Information supplied:
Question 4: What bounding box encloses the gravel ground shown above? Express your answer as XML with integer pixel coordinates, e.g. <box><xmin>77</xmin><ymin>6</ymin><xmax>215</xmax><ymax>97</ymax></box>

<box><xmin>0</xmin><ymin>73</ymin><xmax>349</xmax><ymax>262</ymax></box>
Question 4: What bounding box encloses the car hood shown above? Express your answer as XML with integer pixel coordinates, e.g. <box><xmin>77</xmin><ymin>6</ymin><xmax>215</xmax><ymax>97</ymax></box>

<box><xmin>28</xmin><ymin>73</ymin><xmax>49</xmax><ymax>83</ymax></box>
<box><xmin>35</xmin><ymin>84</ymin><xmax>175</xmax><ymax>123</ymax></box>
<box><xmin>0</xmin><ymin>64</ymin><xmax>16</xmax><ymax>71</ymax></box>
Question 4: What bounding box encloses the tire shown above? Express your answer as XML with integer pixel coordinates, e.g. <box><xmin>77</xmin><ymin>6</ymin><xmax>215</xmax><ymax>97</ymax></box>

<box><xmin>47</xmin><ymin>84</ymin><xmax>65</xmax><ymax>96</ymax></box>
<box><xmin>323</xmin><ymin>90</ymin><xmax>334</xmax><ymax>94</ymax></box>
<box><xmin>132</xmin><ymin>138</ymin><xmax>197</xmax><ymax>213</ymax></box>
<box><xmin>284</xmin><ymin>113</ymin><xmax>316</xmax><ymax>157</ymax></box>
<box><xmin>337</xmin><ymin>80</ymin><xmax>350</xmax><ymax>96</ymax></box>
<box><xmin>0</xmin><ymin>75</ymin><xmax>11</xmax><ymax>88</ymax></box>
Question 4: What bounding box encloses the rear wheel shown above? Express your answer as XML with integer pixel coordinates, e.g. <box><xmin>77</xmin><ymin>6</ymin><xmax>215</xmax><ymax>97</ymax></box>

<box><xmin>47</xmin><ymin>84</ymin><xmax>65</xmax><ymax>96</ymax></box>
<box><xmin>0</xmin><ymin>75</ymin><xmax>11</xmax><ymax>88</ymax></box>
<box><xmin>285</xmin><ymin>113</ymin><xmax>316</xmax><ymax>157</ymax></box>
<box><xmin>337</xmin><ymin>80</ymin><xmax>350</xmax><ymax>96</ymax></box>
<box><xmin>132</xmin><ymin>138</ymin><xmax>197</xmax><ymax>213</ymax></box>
---
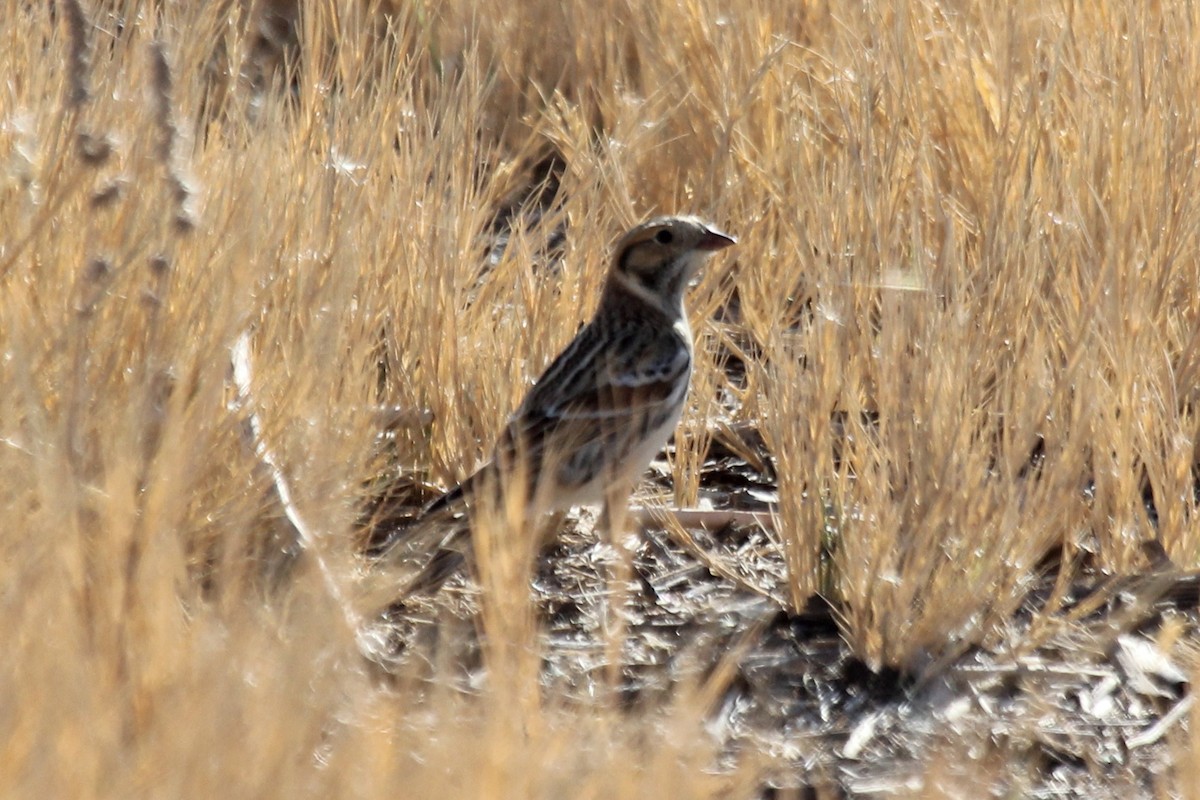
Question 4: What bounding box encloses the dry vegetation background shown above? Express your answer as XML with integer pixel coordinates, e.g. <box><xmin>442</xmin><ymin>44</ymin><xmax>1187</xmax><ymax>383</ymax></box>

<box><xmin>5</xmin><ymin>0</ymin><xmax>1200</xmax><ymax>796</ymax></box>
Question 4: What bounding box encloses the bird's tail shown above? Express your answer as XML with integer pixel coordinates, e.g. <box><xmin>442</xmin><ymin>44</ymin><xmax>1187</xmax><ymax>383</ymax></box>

Exercise: Repeat, word for word, the lines above between the line holding "Question 4: What bounding box encloses the dry" and the line holding "Question 4: What bounding box encloses the bird's", inclusive; omit everything else.

Output for this task:
Question 4: What bounding box encloses the dry vegetation background shown above? Express your answer as XML with integer pixel coordinates, e.g. <box><xmin>442</xmin><ymin>44</ymin><xmax>1187</xmax><ymax>383</ymax></box>

<box><xmin>5</xmin><ymin>0</ymin><xmax>1200</xmax><ymax>796</ymax></box>
Question 4: What bounding box encloses the bird's tail shown above? Express your answer as XML with integer pixel coordinates, e.g. <box><xmin>442</xmin><ymin>44</ymin><xmax>1187</xmax><ymax>383</ymax></box>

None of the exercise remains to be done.